*Aim of the exercise:*
Search the entries for the word "below". Copy every line where it turns up.

### Exercise material ###

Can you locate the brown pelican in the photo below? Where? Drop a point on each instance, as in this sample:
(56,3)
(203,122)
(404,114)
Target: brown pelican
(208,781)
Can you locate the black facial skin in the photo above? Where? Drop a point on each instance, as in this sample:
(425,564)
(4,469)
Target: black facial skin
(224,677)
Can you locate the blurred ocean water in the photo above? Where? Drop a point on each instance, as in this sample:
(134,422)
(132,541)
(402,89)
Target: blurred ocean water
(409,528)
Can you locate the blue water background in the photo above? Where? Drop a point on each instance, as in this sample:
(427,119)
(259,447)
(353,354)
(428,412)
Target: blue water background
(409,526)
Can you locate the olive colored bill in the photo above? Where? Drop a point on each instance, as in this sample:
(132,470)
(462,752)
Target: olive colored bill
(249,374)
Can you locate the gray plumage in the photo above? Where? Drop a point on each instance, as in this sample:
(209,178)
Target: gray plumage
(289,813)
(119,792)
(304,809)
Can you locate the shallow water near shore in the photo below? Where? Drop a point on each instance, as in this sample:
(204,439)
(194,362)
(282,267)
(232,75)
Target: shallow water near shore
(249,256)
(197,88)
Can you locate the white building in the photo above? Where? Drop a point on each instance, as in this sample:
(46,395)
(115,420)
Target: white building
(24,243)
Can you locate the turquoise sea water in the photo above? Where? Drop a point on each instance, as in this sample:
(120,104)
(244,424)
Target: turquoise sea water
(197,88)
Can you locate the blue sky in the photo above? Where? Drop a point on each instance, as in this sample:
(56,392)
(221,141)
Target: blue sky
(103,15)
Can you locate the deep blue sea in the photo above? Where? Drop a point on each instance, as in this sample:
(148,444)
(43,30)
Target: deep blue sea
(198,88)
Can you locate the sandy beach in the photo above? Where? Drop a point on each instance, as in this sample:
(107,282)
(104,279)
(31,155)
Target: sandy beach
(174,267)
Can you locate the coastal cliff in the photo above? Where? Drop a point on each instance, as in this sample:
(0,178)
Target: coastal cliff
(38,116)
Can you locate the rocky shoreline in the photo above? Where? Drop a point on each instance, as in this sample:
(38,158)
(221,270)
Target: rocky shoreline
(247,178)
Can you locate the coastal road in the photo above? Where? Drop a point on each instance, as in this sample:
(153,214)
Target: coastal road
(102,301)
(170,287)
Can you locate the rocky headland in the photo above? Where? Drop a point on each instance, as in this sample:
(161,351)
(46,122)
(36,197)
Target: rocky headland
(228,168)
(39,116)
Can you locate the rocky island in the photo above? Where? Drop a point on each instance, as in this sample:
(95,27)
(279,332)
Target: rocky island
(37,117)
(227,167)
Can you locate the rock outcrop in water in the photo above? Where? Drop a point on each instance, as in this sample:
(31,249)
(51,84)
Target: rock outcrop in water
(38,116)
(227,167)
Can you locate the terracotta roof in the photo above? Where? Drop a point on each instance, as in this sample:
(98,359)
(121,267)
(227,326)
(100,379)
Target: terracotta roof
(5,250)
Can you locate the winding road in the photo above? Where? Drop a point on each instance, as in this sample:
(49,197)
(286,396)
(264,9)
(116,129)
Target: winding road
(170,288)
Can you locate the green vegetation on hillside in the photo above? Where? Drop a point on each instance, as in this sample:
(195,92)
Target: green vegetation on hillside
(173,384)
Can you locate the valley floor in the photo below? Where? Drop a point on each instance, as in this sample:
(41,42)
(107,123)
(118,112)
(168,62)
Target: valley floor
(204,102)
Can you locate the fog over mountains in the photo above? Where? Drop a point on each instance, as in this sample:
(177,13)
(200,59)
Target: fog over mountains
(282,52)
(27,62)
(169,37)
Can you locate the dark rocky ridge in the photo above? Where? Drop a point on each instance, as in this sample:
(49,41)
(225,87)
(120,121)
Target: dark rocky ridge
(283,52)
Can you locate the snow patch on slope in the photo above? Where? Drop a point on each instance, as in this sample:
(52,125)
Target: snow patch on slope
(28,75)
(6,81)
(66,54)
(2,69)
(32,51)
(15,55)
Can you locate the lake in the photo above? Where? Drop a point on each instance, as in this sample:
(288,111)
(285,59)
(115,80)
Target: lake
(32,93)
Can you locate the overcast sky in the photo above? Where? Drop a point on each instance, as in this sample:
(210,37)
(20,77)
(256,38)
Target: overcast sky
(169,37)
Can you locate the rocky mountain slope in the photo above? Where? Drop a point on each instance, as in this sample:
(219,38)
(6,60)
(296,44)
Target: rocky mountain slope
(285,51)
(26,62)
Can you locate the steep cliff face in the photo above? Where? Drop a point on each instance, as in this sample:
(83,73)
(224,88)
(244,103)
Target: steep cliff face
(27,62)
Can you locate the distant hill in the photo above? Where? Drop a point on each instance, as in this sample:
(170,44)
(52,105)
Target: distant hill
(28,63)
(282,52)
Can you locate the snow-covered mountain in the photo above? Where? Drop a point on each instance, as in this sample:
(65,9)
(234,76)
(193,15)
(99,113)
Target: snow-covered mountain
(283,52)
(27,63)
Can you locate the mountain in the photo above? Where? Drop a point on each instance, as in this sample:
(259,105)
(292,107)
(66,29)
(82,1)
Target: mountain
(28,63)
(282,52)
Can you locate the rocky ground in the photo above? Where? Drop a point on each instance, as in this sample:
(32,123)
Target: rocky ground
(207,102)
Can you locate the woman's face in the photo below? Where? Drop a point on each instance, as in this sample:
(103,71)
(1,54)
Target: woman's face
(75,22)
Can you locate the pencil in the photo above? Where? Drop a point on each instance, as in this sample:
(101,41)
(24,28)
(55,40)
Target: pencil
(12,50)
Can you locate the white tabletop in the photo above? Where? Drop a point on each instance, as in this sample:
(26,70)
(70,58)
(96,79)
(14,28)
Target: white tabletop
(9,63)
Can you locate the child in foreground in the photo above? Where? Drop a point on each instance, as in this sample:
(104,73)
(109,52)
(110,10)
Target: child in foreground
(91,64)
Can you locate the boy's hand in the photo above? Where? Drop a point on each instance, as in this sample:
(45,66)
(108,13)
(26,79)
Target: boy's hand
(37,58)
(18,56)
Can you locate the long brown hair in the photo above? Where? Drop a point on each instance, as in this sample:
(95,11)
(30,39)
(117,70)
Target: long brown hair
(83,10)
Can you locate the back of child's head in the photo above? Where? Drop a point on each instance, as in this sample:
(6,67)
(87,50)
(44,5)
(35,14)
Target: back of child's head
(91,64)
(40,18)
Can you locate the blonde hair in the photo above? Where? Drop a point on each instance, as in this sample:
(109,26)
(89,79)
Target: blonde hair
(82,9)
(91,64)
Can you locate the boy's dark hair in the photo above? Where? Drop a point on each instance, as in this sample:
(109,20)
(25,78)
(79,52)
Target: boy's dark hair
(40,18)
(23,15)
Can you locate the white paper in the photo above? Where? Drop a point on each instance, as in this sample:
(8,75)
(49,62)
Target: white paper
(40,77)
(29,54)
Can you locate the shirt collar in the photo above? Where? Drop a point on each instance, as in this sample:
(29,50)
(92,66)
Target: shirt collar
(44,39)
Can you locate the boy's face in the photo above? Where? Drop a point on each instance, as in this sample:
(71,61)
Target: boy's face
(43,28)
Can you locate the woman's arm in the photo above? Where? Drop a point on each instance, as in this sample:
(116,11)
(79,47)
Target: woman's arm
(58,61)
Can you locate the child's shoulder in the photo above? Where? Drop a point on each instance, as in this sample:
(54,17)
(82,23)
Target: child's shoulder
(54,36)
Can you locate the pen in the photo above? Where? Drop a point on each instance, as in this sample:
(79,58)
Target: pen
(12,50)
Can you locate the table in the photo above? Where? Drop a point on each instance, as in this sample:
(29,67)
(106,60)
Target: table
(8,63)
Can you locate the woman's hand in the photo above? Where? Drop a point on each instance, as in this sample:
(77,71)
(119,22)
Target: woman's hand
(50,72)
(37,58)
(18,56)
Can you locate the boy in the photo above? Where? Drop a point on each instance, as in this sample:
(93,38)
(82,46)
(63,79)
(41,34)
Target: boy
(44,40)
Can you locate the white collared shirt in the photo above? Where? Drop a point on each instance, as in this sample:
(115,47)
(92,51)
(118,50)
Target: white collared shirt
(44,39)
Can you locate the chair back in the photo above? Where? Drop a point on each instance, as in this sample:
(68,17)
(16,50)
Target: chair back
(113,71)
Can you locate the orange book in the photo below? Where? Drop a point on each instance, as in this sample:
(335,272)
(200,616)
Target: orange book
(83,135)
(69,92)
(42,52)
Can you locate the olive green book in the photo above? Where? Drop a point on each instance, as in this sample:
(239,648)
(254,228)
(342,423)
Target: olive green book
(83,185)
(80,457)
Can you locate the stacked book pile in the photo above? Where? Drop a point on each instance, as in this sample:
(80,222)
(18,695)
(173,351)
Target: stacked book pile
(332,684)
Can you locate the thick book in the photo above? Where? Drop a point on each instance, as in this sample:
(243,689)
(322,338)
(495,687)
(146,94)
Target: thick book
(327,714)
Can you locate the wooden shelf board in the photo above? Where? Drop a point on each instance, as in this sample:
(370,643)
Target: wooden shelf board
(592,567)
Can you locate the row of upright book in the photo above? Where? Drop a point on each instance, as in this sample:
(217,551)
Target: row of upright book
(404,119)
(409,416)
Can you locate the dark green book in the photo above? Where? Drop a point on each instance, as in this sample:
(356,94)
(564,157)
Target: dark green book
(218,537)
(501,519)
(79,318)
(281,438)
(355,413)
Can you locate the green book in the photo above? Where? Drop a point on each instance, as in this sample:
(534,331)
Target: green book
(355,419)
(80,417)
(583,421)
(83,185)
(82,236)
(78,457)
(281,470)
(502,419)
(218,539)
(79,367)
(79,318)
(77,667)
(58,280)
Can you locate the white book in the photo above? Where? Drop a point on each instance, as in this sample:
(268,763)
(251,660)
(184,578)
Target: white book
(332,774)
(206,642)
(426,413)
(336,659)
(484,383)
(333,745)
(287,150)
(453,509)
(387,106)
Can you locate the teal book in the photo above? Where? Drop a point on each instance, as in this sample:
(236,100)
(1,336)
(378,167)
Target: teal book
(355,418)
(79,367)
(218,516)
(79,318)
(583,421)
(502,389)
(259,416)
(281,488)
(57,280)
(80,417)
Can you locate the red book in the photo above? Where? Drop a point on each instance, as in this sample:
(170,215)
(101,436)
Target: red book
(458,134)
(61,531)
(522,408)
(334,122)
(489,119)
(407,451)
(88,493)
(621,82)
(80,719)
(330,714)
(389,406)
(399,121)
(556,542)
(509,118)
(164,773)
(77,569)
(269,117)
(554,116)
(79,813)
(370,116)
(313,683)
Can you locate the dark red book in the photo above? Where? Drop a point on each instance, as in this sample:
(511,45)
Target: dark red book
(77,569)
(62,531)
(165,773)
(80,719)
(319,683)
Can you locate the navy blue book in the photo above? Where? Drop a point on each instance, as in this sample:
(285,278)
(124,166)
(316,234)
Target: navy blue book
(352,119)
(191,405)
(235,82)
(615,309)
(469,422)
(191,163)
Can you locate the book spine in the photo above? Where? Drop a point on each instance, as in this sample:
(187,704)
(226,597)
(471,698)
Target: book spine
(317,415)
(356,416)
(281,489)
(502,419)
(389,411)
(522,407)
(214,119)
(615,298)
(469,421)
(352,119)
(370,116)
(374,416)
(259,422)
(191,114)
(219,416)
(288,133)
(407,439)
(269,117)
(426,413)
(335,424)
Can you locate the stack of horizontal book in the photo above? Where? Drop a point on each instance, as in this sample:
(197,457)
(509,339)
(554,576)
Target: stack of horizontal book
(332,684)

###

*Result:*
Can you locate the brown pelican in the photo below? Where? Drop a point on each instance, as in this sample:
Can you locate the shallow water near shore in the photo below? Where? Drop a point on each instance, as in this sample:
Can you locate the valley floor in the photo below? Where? Drop a point on each instance, as in this sample:
Can you locate the woman's face in the photo below? Where? Drop a point on each instance, as in this sample:
Can you locate the orange book in the photo below? Where? Drop a point on each instance, as in this sample:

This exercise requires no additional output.